* WHAT NEEDS TO BE DONE:
Could you copy, word for word, only the lines from the one containing "Might you point out the dark" through the last line of the records below, both included?

(Dataset rows on where objects appear)
-- START --

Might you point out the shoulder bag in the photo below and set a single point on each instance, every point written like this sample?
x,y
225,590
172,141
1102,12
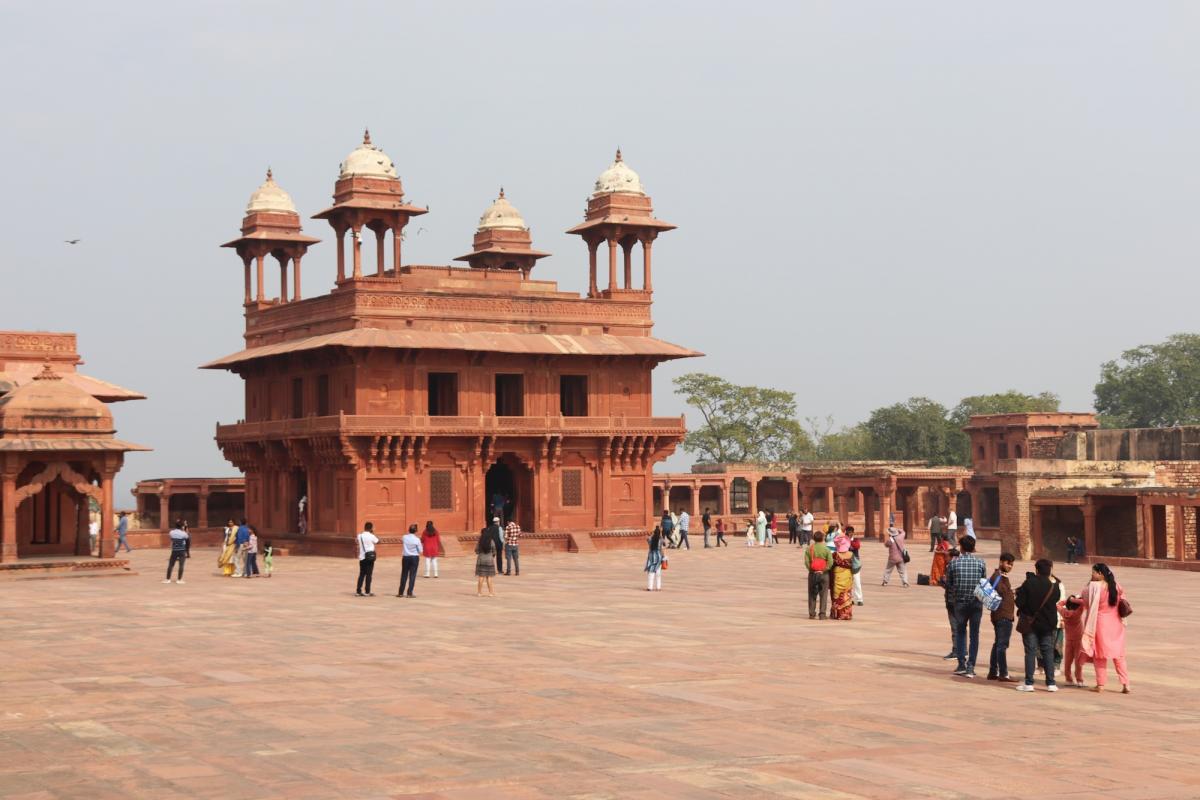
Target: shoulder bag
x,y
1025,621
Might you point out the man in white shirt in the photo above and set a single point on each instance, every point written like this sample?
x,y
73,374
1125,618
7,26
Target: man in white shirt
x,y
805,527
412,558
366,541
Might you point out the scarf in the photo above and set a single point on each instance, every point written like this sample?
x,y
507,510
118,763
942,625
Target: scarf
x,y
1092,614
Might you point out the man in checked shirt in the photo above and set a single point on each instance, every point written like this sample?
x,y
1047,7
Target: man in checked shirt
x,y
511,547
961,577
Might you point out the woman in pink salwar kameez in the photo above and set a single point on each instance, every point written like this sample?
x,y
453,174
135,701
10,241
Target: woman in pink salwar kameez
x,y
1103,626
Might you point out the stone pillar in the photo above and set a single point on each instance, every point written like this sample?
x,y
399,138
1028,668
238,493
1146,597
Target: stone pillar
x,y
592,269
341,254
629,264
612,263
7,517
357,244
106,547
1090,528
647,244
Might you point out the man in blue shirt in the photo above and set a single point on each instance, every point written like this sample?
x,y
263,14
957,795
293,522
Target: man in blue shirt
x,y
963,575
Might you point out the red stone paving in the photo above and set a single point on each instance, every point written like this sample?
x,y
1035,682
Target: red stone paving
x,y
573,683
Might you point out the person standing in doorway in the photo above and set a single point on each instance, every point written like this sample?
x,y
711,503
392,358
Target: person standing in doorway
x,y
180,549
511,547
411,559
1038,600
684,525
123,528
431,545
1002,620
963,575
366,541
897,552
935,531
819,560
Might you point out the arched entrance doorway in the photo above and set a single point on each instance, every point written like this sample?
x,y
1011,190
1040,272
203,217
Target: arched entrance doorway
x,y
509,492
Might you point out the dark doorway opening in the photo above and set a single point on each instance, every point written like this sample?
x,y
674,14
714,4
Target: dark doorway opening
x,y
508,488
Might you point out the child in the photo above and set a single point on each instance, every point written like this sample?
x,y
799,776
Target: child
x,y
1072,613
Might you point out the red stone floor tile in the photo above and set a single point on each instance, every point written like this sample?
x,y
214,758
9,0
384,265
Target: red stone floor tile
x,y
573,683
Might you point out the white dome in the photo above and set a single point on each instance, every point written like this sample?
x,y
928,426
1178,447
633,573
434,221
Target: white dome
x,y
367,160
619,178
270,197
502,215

-- END --

* OUTPUT OF THE EXERCISE:
Might you point out the dark doorway opening in the photo above and set a single point on each instance, every point written like this sample?
x,y
674,14
714,4
Target: dark doorway opening
x,y
508,488
Might you point out the child in the photo above and set a single point on each instance, every point written like this sample?
x,y
799,776
Target: child
x,y
1072,613
Might you point out the red stone floor tile in the photo above and set a single point on each instance, every point written like this sample?
x,y
214,758
9,0
384,265
Target: red stone floor tile
x,y
573,683
Might you point out the white dome in the photo above and set a single point on each instance, every point written like this sample?
x,y
928,426
1178,447
633,573
434,221
Target: white dome
x,y
367,160
619,178
270,197
502,215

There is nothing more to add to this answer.